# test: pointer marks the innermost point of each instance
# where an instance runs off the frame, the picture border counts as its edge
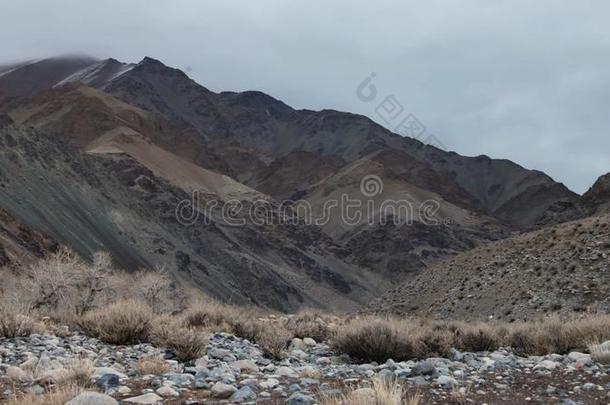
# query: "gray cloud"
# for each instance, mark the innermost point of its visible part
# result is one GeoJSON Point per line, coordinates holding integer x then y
{"type": "Point", "coordinates": [523, 80]}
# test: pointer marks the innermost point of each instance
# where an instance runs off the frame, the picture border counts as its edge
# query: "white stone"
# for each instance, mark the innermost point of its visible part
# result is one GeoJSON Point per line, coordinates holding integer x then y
{"type": "Point", "coordinates": [92, 398]}
{"type": "Point", "coordinates": [145, 399]}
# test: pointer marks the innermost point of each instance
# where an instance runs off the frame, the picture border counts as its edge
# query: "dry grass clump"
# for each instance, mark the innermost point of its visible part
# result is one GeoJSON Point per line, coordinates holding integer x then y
{"type": "Point", "coordinates": [374, 339]}
{"type": "Point", "coordinates": [154, 365]}
{"type": "Point", "coordinates": [478, 336]}
{"type": "Point", "coordinates": [272, 337]}
{"type": "Point", "coordinates": [601, 353]}
{"type": "Point", "coordinates": [16, 319]}
{"type": "Point", "coordinates": [311, 324]}
{"type": "Point", "coordinates": [382, 393]}
{"type": "Point", "coordinates": [555, 335]}
{"type": "Point", "coordinates": [121, 323]}
{"type": "Point", "coordinates": [211, 315]}
{"type": "Point", "coordinates": [80, 373]}
{"type": "Point", "coordinates": [186, 343]}
{"type": "Point", "coordinates": [58, 396]}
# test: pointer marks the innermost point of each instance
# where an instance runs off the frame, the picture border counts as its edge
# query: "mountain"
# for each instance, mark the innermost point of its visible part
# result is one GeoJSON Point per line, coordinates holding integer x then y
{"type": "Point", "coordinates": [597, 198]}
{"type": "Point", "coordinates": [107, 151]}
{"type": "Point", "coordinates": [27, 78]}
{"type": "Point", "coordinates": [563, 268]}
{"type": "Point", "coordinates": [121, 196]}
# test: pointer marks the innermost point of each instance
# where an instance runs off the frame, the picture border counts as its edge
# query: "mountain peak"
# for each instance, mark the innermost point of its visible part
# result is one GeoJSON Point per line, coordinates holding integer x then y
{"type": "Point", "coordinates": [152, 65]}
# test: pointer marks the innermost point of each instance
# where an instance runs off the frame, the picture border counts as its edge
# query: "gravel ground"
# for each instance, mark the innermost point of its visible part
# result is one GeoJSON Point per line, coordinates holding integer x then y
{"type": "Point", "coordinates": [236, 371]}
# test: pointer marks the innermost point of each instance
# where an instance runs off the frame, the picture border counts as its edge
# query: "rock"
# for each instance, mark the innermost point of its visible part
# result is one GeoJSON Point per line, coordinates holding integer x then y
{"type": "Point", "coordinates": [100, 371]}
{"type": "Point", "coordinates": [446, 382]}
{"type": "Point", "coordinates": [424, 367]}
{"type": "Point", "coordinates": [221, 354]}
{"type": "Point", "coordinates": [309, 342]}
{"type": "Point", "coordinates": [181, 380]}
{"type": "Point", "coordinates": [107, 382]}
{"type": "Point", "coordinates": [56, 376]}
{"type": "Point", "coordinates": [244, 366]}
{"type": "Point", "coordinates": [285, 372]}
{"type": "Point", "coordinates": [92, 398]}
{"type": "Point", "coordinates": [145, 399]}
{"type": "Point", "coordinates": [244, 394]}
{"type": "Point", "coordinates": [16, 374]}
{"type": "Point", "coordinates": [167, 392]}
{"type": "Point", "coordinates": [579, 358]}
{"type": "Point", "coordinates": [364, 395]}
{"type": "Point", "coordinates": [547, 365]}
{"type": "Point", "coordinates": [386, 375]}
{"type": "Point", "coordinates": [270, 383]}
{"type": "Point", "coordinates": [300, 399]}
{"type": "Point", "coordinates": [222, 390]}
{"type": "Point", "coordinates": [296, 344]}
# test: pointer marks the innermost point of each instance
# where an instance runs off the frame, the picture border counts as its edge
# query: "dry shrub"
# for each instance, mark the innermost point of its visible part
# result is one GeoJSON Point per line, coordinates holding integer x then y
{"type": "Point", "coordinates": [16, 319]}
{"type": "Point", "coordinates": [154, 365]}
{"type": "Point", "coordinates": [600, 353]}
{"type": "Point", "coordinates": [63, 284]}
{"type": "Point", "coordinates": [58, 396]}
{"type": "Point", "coordinates": [435, 342]}
{"type": "Point", "coordinates": [382, 393]}
{"type": "Point", "coordinates": [373, 339]}
{"type": "Point", "coordinates": [272, 337]}
{"type": "Point", "coordinates": [211, 315]}
{"type": "Point", "coordinates": [187, 343]}
{"type": "Point", "coordinates": [121, 323]}
{"type": "Point", "coordinates": [311, 324]}
{"type": "Point", "coordinates": [555, 335]}
{"type": "Point", "coordinates": [477, 337]}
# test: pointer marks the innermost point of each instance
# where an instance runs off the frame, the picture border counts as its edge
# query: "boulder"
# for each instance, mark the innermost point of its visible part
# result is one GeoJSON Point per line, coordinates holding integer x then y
{"type": "Point", "coordinates": [92, 398]}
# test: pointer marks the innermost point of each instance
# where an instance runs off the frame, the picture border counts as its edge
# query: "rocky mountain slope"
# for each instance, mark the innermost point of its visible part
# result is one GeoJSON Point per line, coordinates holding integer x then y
{"type": "Point", "coordinates": [265, 130]}
{"type": "Point", "coordinates": [99, 154]}
{"type": "Point", "coordinates": [563, 268]}
{"type": "Point", "coordinates": [120, 200]}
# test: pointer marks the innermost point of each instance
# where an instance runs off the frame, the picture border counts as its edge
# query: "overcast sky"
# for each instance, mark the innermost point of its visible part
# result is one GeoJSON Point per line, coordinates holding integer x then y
{"type": "Point", "coordinates": [523, 80]}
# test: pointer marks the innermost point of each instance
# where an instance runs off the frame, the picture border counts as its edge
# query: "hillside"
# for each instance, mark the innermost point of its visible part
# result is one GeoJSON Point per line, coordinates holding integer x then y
{"type": "Point", "coordinates": [563, 268]}
{"type": "Point", "coordinates": [107, 151]}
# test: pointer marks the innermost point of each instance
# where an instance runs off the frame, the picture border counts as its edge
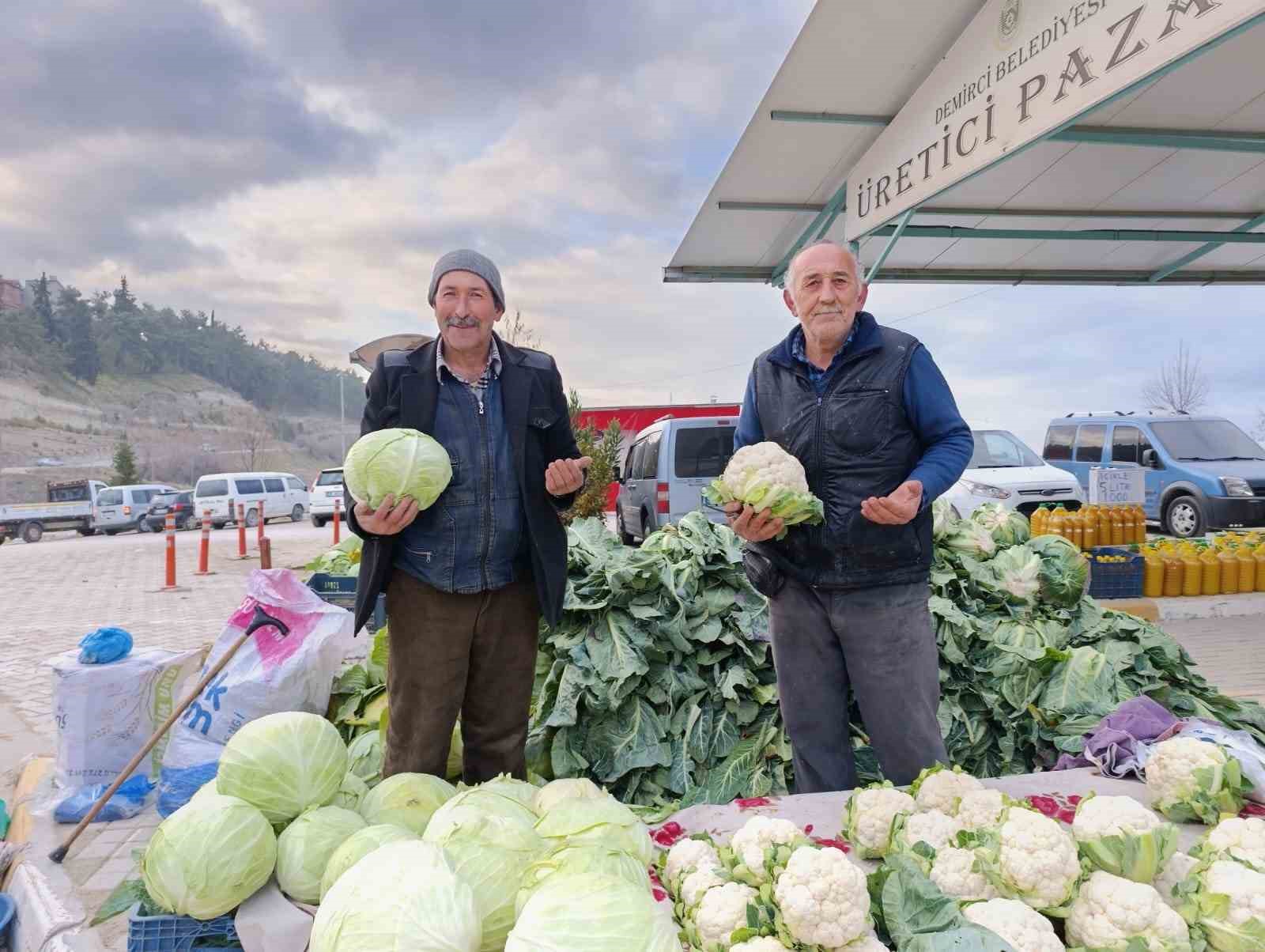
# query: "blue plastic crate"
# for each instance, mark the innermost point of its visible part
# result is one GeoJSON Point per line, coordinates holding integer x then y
{"type": "Point", "coordinates": [341, 590]}
{"type": "Point", "coordinates": [1116, 580]}
{"type": "Point", "coordinates": [179, 933]}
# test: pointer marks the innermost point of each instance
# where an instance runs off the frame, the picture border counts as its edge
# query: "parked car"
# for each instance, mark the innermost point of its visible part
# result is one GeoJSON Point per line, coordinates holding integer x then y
{"type": "Point", "coordinates": [124, 508]}
{"type": "Point", "coordinates": [280, 495]}
{"type": "Point", "coordinates": [1003, 469]}
{"type": "Point", "coordinates": [666, 471]}
{"type": "Point", "coordinates": [326, 490]}
{"type": "Point", "coordinates": [69, 507]}
{"type": "Point", "coordinates": [1202, 472]}
{"type": "Point", "coordinates": [179, 504]}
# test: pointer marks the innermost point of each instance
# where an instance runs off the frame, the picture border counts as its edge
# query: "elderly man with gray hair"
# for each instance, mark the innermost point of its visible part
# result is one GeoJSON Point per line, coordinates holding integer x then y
{"type": "Point", "coordinates": [468, 579]}
{"type": "Point", "coordinates": [868, 413]}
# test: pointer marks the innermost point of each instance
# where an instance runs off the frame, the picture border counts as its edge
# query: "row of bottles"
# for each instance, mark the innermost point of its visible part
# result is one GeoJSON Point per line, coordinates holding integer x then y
{"type": "Point", "coordinates": [1192, 569]}
{"type": "Point", "coordinates": [1092, 524]}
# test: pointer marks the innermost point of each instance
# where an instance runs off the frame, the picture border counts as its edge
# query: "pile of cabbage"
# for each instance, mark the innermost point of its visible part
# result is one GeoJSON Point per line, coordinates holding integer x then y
{"type": "Point", "coordinates": [413, 863]}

☆ ☆ ☆ ☆ ☆ ☆ ☆

Among the lines of the records above, count those holding the string "gray", and report only the number.

2